Here is a set of records. Copy them all exactly.

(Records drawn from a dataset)
>>>

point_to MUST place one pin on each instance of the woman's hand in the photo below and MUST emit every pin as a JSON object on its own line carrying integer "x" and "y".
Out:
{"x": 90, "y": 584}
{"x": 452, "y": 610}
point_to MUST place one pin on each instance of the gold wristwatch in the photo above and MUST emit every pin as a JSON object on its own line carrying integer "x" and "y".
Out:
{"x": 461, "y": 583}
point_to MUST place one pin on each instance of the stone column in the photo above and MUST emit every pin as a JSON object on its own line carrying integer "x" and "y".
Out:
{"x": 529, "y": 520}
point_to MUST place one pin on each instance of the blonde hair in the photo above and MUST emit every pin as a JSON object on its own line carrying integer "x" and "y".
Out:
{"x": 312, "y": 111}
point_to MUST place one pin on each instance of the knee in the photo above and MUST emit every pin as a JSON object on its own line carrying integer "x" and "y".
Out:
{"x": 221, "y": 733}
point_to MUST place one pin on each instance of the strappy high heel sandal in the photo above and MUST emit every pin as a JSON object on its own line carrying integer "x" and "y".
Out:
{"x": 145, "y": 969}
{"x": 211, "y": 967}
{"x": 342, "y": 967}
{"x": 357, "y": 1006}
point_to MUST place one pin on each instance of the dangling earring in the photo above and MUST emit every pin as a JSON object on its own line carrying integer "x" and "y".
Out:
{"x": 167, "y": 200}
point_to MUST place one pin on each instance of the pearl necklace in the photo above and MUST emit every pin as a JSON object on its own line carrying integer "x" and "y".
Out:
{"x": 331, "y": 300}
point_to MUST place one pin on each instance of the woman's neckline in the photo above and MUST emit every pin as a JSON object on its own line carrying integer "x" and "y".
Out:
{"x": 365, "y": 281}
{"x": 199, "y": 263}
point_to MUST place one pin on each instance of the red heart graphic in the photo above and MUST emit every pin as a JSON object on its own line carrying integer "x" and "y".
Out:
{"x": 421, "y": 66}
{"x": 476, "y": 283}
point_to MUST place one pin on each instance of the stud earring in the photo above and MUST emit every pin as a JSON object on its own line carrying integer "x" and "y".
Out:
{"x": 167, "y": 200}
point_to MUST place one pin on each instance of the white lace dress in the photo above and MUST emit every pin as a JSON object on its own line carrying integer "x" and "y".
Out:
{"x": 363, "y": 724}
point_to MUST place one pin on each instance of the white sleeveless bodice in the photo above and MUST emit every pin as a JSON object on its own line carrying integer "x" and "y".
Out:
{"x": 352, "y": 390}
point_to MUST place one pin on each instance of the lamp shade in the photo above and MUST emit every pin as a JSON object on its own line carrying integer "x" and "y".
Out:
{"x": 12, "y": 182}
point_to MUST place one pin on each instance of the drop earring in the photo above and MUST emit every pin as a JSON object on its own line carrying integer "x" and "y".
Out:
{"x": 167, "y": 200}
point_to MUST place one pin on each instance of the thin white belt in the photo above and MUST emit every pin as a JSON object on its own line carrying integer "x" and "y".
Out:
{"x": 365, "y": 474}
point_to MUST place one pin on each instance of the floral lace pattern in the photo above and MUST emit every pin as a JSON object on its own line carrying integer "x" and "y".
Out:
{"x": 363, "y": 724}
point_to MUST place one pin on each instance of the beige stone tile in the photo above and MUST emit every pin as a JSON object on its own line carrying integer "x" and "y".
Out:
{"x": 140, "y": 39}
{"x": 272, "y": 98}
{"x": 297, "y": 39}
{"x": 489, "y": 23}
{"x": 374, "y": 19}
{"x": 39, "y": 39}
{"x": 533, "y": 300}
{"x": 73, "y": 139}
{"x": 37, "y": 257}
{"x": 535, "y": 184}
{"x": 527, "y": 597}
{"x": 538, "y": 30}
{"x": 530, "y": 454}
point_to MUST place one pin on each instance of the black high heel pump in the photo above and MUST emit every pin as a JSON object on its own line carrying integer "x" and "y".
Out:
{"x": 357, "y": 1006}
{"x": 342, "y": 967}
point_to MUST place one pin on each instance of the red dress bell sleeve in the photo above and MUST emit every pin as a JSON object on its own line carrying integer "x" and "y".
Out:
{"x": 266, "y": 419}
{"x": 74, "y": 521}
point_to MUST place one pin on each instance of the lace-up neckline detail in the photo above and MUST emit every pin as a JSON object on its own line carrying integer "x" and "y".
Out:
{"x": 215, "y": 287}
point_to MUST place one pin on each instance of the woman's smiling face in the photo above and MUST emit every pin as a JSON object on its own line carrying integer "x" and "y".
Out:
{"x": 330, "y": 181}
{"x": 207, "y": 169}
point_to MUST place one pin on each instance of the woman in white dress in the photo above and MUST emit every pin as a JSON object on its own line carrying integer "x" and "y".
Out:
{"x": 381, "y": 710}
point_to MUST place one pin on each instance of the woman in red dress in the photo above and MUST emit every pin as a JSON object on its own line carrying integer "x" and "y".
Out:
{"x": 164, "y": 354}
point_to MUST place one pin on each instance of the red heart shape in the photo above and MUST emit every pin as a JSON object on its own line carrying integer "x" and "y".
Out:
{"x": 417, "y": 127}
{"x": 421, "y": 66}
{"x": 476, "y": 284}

<<<

* Response:
point_to MUST place one pin on each instance of the woman's hand in the photo below and MUST emit every pin as a JSON object on its own line carrying integer "x" and "y".
Out:
{"x": 90, "y": 584}
{"x": 452, "y": 610}
point_to MUST place one pin on each instance of the gold wristwatch in the photo above and MUST emit every pin as a JSON object on its own line carrying integer "x" and "y".
Out:
{"x": 461, "y": 583}
point_to MUST place one pin on each instance of the stone column in the photo above and MUST emit every pin as a JSON object on its own line carrying integer "x" and "y".
Out:
{"x": 529, "y": 520}
point_to MUST place one pin on each instance of the blonde hair in the photo above and MUST emit every pin as a JSON object on its own line carrying integer "x" and "y".
Out:
{"x": 312, "y": 111}
point_to MUST place one pin on each instance of the knee in the photo above and MUST emit every pin as a JSON object on its own line carrying integer "x" and "y".
Out:
{"x": 221, "y": 733}
point_to MUST place one pin on each instance of the strappy high heel sandal in the photo above and MUST emit every pin as a JSON object on its own line carrying integer "x" and "y".
Out:
{"x": 145, "y": 969}
{"x": 211, "y": 967}
{"x": 342, "y": 967}
{"x": 357, "y": 1006}
point_to MUST place one pin on each instance of the dangling earring in the photo above and MUST emit every pin as a JSON object on its own line carrying integer "x" and "y".
Out:
{"x": 167, "y": 200}
point_to MUST place one pin on each instance of the pearl necklace in the photo above and MUST emit every pin as a JSON object on its own line carrying integer "x" and "y".
Out:
{"x": 331, "y": 300}
point_to MUST place one pin on each instance of the woman's neckline in the photo above and MUST emit every pin as a JSON object on its own line carrying integer "x" and "y".
Out:
{"x": 365, "y": 281}
{"x": 199, "y": 263}
point_to MUST place one pin on each instance of the red heart graphic in the photo above and MUST emit every pin as a JSON object on its own line carrying integer "x" and "y".
Out:
{"x": 421, "y": 66}
{"x": 476, "y": 283}
point_to MUST place one pin on each instance of the stud earring in the photo above and MUST emit every pin as a JSON object on its own line carrying integer "x" and "y".
Out:
{"x": 167, "y": 200}
point_to MUST place one pin on each instance of the white lace dress in the photo above and MUST emit every pin as a JSON object on its own line carrying integer "x" and "y".
Out:
{"x": 363, "y": 724}
point_to MUST place one pin on each instance of the white sleeveless bodice in the photo above and MUST emit every pin as a JSON object on its own line carrying integer "x" and "y".
Out:
{"x": 352, "y": 390}
point_to MUST place one pin on each instance of the lamp shade in the photo above and MUST emit every pin as a JSON object on its own line carrying integer "x" and "y".
Out:
{"x": 12, "y": 182}
point_to MUST place one pin on each instance of the drop earring in the photo above and MUST emit every pin as a JSON object on its own line carrying integer "x" and "y".
Out:
{"x": 167, "y": 200}
point_to MUST place one pin on each instance of the thin white belt in the photo above and MUST emit every pin as a JSON object on its own line carrying integer "x" and "y".
Out:
{"x": 365, "y": 474}
point_to MUST place one pin on each instance of the floral lace pattern in the photo above and MUST emit every pin as a JSON object on its own line carrying integer "x" and "y".
Out:
{"x": 363, "y": 724}
point_to MUST place one pin on each instance of the beige stone tile in the photo above and MUST emit every pin as a JSON object on its own line carrying integer "x" and "y".
Out:
{"x": 140, "y": 39}
{"x": 272, "y": 98}
{"x": 297, "y": 39}
{"x": 489, "y": 23}
{"x": 374, "y": 19}
{"x": 39, "y": 39}
{"x": 533, "y": 300}
{"x": 73, "y": 139}
{"x": 37, "y": 257}
{"x": 535, "y": 184}
{"x": 527, "y": 597}
{"x": 538, "y": 30}
{"x": 530, "y": 454}
point_to MUST place one pin on each instance of the black high heel pump in the photo above and MUST emit every pin as a JSON object on its own line carrying integer "x" and "y".
Out:
{"x": 357, "y": 1006}
{"x": 342, "y": 967}
point_to MUST place one pin on each instance of the red dress bell sleeve in the photo above and MUST emit every pin as a JSON object on its own line carrying integer "x" and "y".
Out:
{"x": 266, "y": 419}
{"x": 74, "y": 521}
point_to MUST place one pin on each instance of the lace-up neckline detail in the photo above and MUST emit every pin as a JSON object on its own line carrying integer "x" and "y".
Out:
{"x": 215, "y": 287}
point_to MUST place one pin on each instance of the woman's smiling face in the photo above and MUST emit every pin as a JSON object on its own line carrying integer "x" and "y".
Out:
{"x": 330, "y": 181}
{"x": 207, "y": 169}
point_to MUST place one pin on each instance of the woman in white dress in the photo above and MUST emit every pin as a JSON object on its own line carrying integer "x" and "y".
Out:
{"x": 381, "y": 710}
point_to MUST place one pin on each instance of the woman in red dress in the photo above and MUST emit every pin as a JSON object on its own line carrying integer "x" and "y".
Out:
{"x": 164, "y": 354}
point_to MUST place one pin on each instance of the red heart shape in the photo above and MUST emit every pin as a JSON object on its own line carrying integer "x" and "y".
Out:
{"x": 417, "y": 127}
{"x": 421, "y": 66}
{"x": 476, "y": 284}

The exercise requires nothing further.